── Stored records

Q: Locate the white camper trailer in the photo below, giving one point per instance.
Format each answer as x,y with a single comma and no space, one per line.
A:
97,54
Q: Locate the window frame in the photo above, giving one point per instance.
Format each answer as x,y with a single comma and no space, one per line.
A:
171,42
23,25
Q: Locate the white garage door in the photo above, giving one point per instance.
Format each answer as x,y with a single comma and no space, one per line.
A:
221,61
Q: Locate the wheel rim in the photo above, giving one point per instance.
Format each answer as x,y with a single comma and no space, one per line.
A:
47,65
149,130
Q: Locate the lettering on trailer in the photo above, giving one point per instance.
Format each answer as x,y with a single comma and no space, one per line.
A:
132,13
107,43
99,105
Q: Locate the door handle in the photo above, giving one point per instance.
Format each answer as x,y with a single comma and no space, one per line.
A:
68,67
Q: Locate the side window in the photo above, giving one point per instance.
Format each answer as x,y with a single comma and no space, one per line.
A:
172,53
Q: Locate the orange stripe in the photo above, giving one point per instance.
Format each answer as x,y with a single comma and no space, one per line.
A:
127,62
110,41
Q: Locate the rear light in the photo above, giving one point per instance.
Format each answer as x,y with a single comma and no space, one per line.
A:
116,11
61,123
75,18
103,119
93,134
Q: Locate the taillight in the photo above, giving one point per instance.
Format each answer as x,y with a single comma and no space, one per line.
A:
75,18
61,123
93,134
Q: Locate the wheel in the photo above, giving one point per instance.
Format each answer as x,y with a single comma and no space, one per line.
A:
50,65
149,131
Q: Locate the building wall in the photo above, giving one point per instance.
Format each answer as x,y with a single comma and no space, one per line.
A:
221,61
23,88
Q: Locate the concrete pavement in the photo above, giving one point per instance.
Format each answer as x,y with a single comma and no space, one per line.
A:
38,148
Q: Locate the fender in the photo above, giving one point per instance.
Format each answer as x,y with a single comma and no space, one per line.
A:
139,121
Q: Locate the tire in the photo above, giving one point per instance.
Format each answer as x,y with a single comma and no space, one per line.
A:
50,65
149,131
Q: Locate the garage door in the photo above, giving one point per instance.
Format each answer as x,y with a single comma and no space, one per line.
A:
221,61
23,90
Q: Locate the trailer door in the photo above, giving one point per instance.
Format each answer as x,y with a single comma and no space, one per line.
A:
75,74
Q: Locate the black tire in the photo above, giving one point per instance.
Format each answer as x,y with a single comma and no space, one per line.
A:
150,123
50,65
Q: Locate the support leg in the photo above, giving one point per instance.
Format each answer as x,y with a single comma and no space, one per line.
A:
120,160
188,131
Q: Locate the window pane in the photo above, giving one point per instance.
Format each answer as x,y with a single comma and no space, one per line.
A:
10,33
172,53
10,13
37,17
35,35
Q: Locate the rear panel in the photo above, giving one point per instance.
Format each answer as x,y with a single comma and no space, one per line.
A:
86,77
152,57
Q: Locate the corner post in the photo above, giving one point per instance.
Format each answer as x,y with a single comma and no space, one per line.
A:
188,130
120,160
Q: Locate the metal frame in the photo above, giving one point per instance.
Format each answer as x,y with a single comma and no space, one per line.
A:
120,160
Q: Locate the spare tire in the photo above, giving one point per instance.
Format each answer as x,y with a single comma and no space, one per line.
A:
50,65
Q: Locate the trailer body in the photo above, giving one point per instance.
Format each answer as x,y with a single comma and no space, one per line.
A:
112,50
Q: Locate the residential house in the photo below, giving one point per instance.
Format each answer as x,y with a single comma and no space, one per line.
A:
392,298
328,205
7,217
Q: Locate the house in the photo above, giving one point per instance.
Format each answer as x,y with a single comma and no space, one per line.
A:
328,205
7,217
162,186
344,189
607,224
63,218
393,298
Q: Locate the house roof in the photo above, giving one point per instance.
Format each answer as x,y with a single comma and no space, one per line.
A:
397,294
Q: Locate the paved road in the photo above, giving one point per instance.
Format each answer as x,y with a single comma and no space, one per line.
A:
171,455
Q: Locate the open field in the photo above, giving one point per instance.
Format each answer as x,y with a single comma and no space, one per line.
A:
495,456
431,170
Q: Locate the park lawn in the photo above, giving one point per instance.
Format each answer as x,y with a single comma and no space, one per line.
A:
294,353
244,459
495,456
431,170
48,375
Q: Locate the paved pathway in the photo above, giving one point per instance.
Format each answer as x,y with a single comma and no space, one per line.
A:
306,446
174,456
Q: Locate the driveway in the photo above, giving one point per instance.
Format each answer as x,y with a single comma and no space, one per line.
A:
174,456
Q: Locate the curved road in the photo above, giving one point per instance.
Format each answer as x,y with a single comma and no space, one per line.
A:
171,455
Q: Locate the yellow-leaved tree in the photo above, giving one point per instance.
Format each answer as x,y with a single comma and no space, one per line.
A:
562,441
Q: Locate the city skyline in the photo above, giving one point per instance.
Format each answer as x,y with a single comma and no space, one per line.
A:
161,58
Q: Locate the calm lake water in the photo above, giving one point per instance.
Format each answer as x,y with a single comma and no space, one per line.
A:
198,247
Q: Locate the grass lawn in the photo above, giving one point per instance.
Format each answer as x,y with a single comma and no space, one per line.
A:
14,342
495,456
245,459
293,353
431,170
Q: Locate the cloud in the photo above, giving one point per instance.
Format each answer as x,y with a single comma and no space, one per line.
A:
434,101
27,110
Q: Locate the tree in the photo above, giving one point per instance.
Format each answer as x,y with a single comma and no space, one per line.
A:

────

* [Request]
Render all of the data above as a numbered list, omitting any blank lines.

* [Result of the task]
1. Q: Locate the white camper trailer in the photo below, giving one point per instance.
2. Format each answer as x,y with a single comma and no space, one per line.
3. A:
4. 97,54
5. Q: Locate the window frame in the photo above, giving one point per instance.
6. Format each answer as x,y with a single comma and no space, one per line.
7. A:
8. 171,42
9. 23,25
10. Q: Locate the white garage door in the photo above, giving one point per instance.
11. Format each answer as x,y with a single comma and no space, one per line.
12. A:
13. 221,61
14. Q: Locate the wheel rim in the photo above, giving one point per instance.
15. Format each answer as x,y with a single comma and no space, one per line.
16. A:
17. 47,65
18. 149,130
19. Q: Locate the lettering on trailer in the photo above, giving one point per instance.
20. Format each answer as x,y with a single comma and no space, one per line.
21. A:
22. 132,13
23. 107,43
24. 99,105
25. Q: Locate the door handle in the photo above, giving one point per instance.
26. Format each answer as x,y with a single comma and no space, one per line.
27. A:
28. 68,67
29. Q: Locate the side window in the photo above, giving one point per instance.
30. Format each answer as x,y with a single comma and no space, one per line.
31. A:
32. 172,53
33. Q: Locate the orange stripe in the photo above, giving one point per instance.
34. Format each answer as x,y with a single comma and no space, one per line.
35. A:
36. 127,62
37. 110,41
38. Q: Locate the rear light in the photo above, giving one point per instance.
39. Format each answer as x,y with a single comma and no space, one per line.
40. A:
41. 116,11
42. 61,123
43. 75,18
44. 103,119
45. 93,134
46. Q: Locate the taillight in the photo above, giving one point per instance.
47. Format each answer as x,y with a single comma and no space, one per line.
48. A:
49. 75,18
50. 61,123
51. 93,134
52. Q: Locate the wheel in the photo above, giving one point per instance.
53. Format each answer as x,y with a single comma and no space, one per line.
54. A:
55. 50,65
56. 149,131
57. Q: Locate the building wall in the photo above, giving one point per instance.
58. Format each answer as x,y with a single comma and no space, one per line.
59. A:
60. 221,61
61. 23,88
62. Q: Locate the concrete pavement in the photo above, giving one point per instance.
63. Format each answer as x,y with a single comma and no space, one per line.
64. A:
65. 38,148
66. Q: Locate the fender in the photo above, giving one point per instance.
67. Format each answer as x,y with a single comma and no space, one per line.
68. A:
69. 139,121
70. Q: Locate the tire in the photo above, giving one point per instance.
71. Format each answer as x,y with a single comma and no space, one per line.
72. A:
73. 50,65
74. 149,131
75. Q: Locate the garage door in the photo above, giving one point per instance.
76. Format each answer as x,y with a single comma and no space, one per line.
77. A:
78. 221,61
79. 23,90
80. Q: Locate the trailer door in the photo above, giving one point per instance.
81. Format each answer as x,y with a single comma and no space, one per line.
82. A:
83. 75,74
84. Q: Locate the black tire in the photo above, giving one point per instance.
85. Format each answer as x,y with a single comma and no space, one per line.
86. A:
87. 150,123
88. 50,65
89. Q: Locate the support leg in the photo above, giving one point per instance.
90. Format each answer as x,y with a single comma and no space, one per line.
91. A:
92. 120,160
93. 188,131
94. Q: Locate the window pane in the photo above, giving one point per instance.
95. Format each answer as x,y with a single comma and no space, one per line.
96. A:
97. 10,33
98. 172,53
99. 10,13
100. 37,17
101. 35,35
102. Q: Locate the rear panel in the photo above, giving one point per instance.
103. Format each answer as x,y with a single comma and no space, one per line.
104. A:
105. 86,77
106. 152,57
107. Q: Locate the corner post in the photo above, giving one point per instance.
108. Format each answer as x,y with a single comma and no space, one per line.
109. A:
110. 188,130
111. 120,160
112. Q: Locate the metal frame in the photo above, giving one point per instance.
113. Format each answer as x,y with a single comma and no space, one per line.
114. A:
115. 120,160
116. Q: Locate the spare tire in the photo above, giving one point per instance.
117. Format each answer as x,y with a single comma and no space, one per line.
118. A:
119. 50,65
120. Q: Locate the trailer body in the photo above, giving one point per instance.
121. Format each answer as x,y with a single comma and no space, one per line.
122. A:
123. 112,50
124. Q: Locate the residential house in the photo below, giving one point per instance.
125. Format each answer as x,y with a single comma and no space, one per line.
126. A:
127. 392,298
128. 328,205
129. 7,217
130. Q: Locate the house in the photo above, giving one point per instance.
131. Format each answer as x,y with a single comma and no space, one per line.
132. A:
133. 328,205
134. 7,217
135. 162,186
136. 344,189
137. 607,224
138. 63,218
139. 393,298
140. Q: Locate the house roof in the photo above, giving one point per instance.
141. Format each answer as x,y with a single comma and no space, one per line.
142. A:
143. 397,294
144. Q: Locate the paved road in the photo above, giving one point per instance.
145. Format each answer as x,y with a single comma and no space, one per line.
146. A:
147. 171,455
148. Q: Locate the open field in the photo above, giving one point per instance.
149. Format each answer as x,y with a single comma and no space, one per line.
150. A:
151. 495,456
152. 431,170
153. Q: Locate the park lawn in the photo above, giving one point per instance.
154. Format each answer as x,y with a single comma and no space, one per line.
155. A:
156. 294,353
157. 244,459
158. 495,456
159. 431,170
160. 48,375
161. Q: Locate the paved pathway in the photo above, giving one point per instance.
162. Format each answer as x,y with a single comma and no space, one per line.
163. A:
164. 306,446
165. 174,456
166. Q: Locate the driveway in the photo above, giving one point per instance.
167. Format each answer as x,y with a single comma and no space, one per line.
168. A:
169. 174,456
170. Q: Locate the curved road in the photo above, giving one point per instance.
171. Format each answer as x,y with a single comma and no space, one per line.
172. A:
173. 171,455
174. Q: Locate the yellow-leaved tree in the photo above, giving one point per instance.
175. Format each answer as x,y with a single comma and no space, one per line.
176. A:
177. 562,441
178. Q: Locate the city skyline in the photo above, giving one point per instance.
179. Format each answer as x,y with a single comma and no space, one per line.
180. A:
181. 161,58
182. Q: Locate the calm lake water in the photo above, giving one point per instance.
183. Format each answer as x,y with a single comma and no space, one per line.
184. A:
185. 198,247
186. Q: Locate the grass lawn in the photo above, giving one point per instance.
187. Format each answer as x,y with a single comma and no space, one per line.
188. A:
189. 14,342
190. 495,456
191. 245,459
192. 293,353
193. 431,170
194. Q: Locate the cloud in the photo above, giving one point per instance.
195. Format each answer as x,y with a single comma and no space, one per line.
196. A:
197. 434,101
198. 27,110
199. Q: Locate the tree in the photo above, giving one point per instance.
200. Format each answer as x,y with a single comma and no space, one per line.
201. A:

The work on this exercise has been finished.